■ **WRITTEN TASK 1**: According to the passage about the magazine's launch, which brand of stock cubes does Marco Pierre White advertise?
* * * * * * *
Even in April 2001, though, when this magazine launched, it wasn't clear that the foodie trend would be anything more than a passing phase. The first issue of OFM carried a long and brilliantly bibulous interview with Marco Pierre White, who opened up to Euan Ferguson about many things, including his sense that he did not feel threatened by the emergence of "other" headline-making chefs because inevitably they were spreading themselves too thin, selling out.

The original tabloid-friendly kitchen rebel said at the time that he was pursuing an out-of-character policy of "live and let live. Look at Jamie: what's he going to remember about restaurant cooking after he has done Sainsbury's? Look at Ainsley Harriott, he's big, he's black as the ace of spades, and he's great fun. Is he a good chef? Fuck no! But let them have their time, they're doing no harm..."

Fast forward 10 years and you might say Marco should have been careful what he wished for. Jamie (and Ainsley) are still going strong, while the great Michelin three-starred chef has, mostly for his sins, become the advertising face of Knorr stock cubes and "brand ambassador" for Bernard Matthews turkeys: "the king of birds... dryness is never about the turkey, it is always about the cook."
* * * * * * *
■ **WRITTEN TASK 2**: Express as a numbered list the stretch of rows from the row containing "Note: spot the dry" through the last row, leaving out any blank lines.

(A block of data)
* * * * * * *
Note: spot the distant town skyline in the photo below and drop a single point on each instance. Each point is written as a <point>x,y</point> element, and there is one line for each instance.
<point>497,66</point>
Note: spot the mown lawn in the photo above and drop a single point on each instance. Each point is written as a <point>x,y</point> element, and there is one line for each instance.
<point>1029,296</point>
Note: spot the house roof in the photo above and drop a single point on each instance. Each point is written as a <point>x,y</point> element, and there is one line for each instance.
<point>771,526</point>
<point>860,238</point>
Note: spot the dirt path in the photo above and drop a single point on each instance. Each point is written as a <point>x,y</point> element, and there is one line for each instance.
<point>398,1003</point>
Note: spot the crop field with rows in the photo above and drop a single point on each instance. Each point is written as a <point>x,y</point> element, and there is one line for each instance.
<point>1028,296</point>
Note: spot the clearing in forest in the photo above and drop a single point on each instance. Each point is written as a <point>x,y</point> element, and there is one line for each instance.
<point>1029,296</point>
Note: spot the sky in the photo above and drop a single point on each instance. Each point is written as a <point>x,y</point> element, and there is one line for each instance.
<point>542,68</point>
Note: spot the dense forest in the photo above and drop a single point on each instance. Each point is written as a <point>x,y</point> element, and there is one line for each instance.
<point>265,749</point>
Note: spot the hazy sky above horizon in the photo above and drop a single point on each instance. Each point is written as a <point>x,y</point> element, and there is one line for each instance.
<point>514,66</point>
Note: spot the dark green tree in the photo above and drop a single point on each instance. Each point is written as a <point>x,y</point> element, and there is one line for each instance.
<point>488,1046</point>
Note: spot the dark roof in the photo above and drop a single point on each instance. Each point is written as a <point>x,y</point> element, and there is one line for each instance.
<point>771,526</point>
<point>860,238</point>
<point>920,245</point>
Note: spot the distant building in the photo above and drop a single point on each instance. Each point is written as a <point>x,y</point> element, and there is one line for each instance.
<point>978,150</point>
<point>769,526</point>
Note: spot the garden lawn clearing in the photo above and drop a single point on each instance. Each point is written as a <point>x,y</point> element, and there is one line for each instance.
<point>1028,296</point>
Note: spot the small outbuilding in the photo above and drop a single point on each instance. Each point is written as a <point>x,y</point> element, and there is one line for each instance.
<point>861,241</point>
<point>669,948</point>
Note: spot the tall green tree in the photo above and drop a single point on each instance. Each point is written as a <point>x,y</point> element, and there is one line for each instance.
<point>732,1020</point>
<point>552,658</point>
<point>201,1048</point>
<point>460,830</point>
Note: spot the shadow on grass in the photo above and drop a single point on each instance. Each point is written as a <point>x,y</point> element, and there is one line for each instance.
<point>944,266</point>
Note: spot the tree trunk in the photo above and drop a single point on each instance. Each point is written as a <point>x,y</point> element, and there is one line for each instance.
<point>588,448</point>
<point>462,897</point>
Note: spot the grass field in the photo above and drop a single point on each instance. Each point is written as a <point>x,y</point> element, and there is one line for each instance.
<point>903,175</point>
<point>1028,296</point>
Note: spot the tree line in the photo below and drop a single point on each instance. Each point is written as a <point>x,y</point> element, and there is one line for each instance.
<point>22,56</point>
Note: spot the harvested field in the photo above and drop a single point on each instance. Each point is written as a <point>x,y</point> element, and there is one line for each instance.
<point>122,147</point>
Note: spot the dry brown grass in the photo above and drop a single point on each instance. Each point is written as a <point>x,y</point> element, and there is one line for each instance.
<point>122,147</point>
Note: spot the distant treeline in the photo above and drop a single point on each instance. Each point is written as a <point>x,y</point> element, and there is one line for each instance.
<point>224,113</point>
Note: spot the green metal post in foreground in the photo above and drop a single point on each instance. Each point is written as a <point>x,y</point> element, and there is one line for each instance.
* * * * * * *
■ **EXERCISE RESULT 1**: Knorr

■ **EXERCISE RESULT 2**:
1. Note: spot the dry brown grass in the photo above and drop a single point on each instance. Each point is written as a <point>x,y</point> element, and there is one line for each instance.
2. <point>122,147</point>
3. Note: spot the distant treeline in the photo above and drop a single point on each instance. Each point is written as a <point>x,y</point> element, and there is one line for each instance.
4. <point>224,113</point>
5. Note: spot the green metal post in foreground in the photo above and drop a single point on each instance. Each point is written as a <point>x,y</point> element, and there is one line for each instance.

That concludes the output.